▸ EXERCISE GOAL: Could you rewrite every line from the one containing "of the wooden" through the end of the records, both included and requests kept, with each x and y coordinate in the answers raised by 69?

▸ DATA SUPPLIED:
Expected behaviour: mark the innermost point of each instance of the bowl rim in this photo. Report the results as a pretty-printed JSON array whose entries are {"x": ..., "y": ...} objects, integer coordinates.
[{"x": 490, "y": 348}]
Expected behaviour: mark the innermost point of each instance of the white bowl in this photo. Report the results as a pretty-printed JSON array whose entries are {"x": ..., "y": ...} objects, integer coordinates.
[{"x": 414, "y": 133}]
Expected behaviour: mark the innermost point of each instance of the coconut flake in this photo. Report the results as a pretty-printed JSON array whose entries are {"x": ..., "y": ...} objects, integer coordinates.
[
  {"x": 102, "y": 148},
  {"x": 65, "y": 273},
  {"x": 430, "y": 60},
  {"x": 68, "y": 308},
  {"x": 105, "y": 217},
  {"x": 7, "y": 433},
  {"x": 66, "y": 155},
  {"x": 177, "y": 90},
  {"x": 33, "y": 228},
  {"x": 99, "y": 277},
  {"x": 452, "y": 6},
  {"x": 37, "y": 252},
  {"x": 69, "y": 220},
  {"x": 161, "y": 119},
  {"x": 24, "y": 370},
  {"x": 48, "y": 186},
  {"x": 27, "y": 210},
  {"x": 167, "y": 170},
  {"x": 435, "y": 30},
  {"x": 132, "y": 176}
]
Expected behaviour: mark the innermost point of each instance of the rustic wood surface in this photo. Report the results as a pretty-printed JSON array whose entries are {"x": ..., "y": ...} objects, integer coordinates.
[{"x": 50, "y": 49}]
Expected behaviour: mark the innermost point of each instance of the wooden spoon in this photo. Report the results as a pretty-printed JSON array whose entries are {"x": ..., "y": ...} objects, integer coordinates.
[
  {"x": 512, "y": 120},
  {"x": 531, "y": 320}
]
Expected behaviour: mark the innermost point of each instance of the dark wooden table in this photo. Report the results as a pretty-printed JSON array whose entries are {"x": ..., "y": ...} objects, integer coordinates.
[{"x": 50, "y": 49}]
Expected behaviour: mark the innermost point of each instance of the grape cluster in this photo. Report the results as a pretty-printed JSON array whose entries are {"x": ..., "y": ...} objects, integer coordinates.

▸ REPLY:
Expected behaviour: mark the innermost point of each instance of the wooden spoon in this photo. Report the results as a pretty-printed JSON array whose entries are {"x": ..., "y": ...} objects, integer coordinates.
[
  {"x": 581, "y": 189},
  {"x": 600, "y": 389}
]
Expected behaviour: mark the innermost point of each instance of the dark wooden table in this photo. Report the results as a pretty-printed JSON array whose entries are {"x": ..., "y": ...} objects, integer coordinates.
[{"x": 119, "y": 118}]
Expected behaviour: mark the innermost point of each instance of the grape cluster in this photo. Report the results as a pretty-printed JSON array whose entries are {"x": ..., "y": ...} objects, integer coordinates.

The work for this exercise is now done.